### INSTRUCTIONS TO FOLLOW
Rewrite the paragraph of the viral divergence article that begins "Viruses undergo evolution" as a short list that keeps its main facts.
** Opening TEXT PROVIDED block **
A protein’s amino-acid preferences matter in modeling viral divergence

From the Bloom lab, Basic Sciences Division

Viruses undergo evolution and natural selection, just like cell-based life. In this process, viruses accumulate heritable genetic changes during their lifetime, which can arise from adaptations in response to environmental changes or the immune response of the host. Since viruses have short generation times and large population sizes, they often evolve rapidly. This can be a major threat to public health and can seriously thwart the development of successful vaccines and antiviral drugs.
** Closing TEXT PROVIDED block **
** Opening GIVEN RECORDS block **
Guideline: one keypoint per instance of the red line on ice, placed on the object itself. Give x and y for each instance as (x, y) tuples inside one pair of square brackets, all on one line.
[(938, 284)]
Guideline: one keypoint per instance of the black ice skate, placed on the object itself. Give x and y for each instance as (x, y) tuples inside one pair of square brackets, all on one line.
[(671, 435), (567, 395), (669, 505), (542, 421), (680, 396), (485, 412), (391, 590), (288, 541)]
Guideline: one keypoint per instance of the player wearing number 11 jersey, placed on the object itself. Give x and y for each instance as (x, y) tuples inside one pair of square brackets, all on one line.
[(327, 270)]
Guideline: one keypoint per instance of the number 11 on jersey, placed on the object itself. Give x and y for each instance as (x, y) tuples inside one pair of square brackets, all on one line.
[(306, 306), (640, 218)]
** Closing GIVEN RECORDS block **
### ANSWER BOX
- Viruses evolve and undergo natural selection, as cell-based life does.
- Over their lifetime they accumulate heritable genetic changes, which can come from adapting to environmental changes or to the host's immune response.
- Short generation times and large population sizes mean they often evolve rapidly.
- This rapid evolution can threaten public health and seriously hinder the development of vaccines and antiviral drugs.